■ YOUR GOAL
According to the passage about Dick Williams, in what year did he lead the Boston Red Sox from last place to the World Series?

■ READING PASSAGE
■ ■ ■

To manage the Shadow Cardinals, La Russa tapped St. Louis native Dick Williams, perhaps the only man more revered than himself in Oakland, where Williams guided the '72 and '73 A's to back-to-back World Series titles. Before Oakland, Williams had managed the Boston Red Sox, catapulting the team from last place to the World Series in 1967, his first year as skipper. After leaving Oakland following the 1973 world championship, Williams moved on to more measured success in Anaheim, Montreal, San Diego and Seattle.
"If there's one iota of sane method to this madness, it's the leadership in Manhattan," the Cardinals front-office source says of Williams and his coaching staff, which includes pitching coach Roger Craig, first base coach Bill Virdon, third base coach Jimmy Davenport and former Cardinal great Dick Groat in the role of special fielding instructor. "Jack McKeon showed everyone last year that managers can get better with age. It's the players I'm not so sure about."
With a formidable 1,571 career wins, Williams seemed a lock for the baseball Hall of Fame until he was arrested for indecent exposure after being caught masturbating outside his hotel room while attending a baseball fantasy camp in Fort Myers, Florida, in January 2000. Williams pleaded no-contest after spending a night in jail and offered a terse explanation for his behavior to the Associated Press: "The case has been settled and dismissed. That's all I have to say."
Having started at shortstop for Williams' 1984 World Series runners-up, the first Padres team ever to reach the Fall Classic, Garry Templeton knows the wily old manager well. "You take cultural taboo out of the equation, and what Dick did down in Fort Myers was just stress relief," Templeton observes. "Shit, everyone's got one of those embarrassing stories. Just because a guy hits a little bump in the road doesn't mean he's, like, clinically masturbed. Besides, it don't have nothing to do with his professional credentials, which are impeccable. The man belongs in the Hall of Fame -- no two ways about it."

■ ■ ■

■ MATERIAL SHOWN
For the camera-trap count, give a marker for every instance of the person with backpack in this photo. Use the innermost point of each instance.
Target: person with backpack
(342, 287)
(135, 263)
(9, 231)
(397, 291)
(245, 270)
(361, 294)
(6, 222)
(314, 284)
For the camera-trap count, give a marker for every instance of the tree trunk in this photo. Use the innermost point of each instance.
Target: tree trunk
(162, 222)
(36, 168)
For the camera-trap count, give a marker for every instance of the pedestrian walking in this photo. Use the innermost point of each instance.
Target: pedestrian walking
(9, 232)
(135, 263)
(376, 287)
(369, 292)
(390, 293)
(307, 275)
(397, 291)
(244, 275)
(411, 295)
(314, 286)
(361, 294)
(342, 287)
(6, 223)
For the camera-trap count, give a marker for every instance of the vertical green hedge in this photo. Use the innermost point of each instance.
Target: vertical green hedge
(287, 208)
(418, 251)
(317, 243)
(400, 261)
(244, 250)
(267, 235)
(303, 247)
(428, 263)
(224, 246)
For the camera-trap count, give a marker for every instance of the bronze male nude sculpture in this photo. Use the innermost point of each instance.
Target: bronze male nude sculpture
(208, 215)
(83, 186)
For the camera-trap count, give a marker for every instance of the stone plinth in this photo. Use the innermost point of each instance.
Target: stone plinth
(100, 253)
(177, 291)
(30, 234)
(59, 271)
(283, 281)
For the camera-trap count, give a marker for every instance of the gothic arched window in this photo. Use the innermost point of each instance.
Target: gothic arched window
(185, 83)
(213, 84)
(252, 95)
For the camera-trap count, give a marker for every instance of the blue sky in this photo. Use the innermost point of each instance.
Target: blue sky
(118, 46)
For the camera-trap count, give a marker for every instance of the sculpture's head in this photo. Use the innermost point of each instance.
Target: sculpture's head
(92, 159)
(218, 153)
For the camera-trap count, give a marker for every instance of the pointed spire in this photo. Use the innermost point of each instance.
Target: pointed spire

■ ■ ■

■ RESPONSE FOR THIS EXERCISE
1967, his first year as skipper.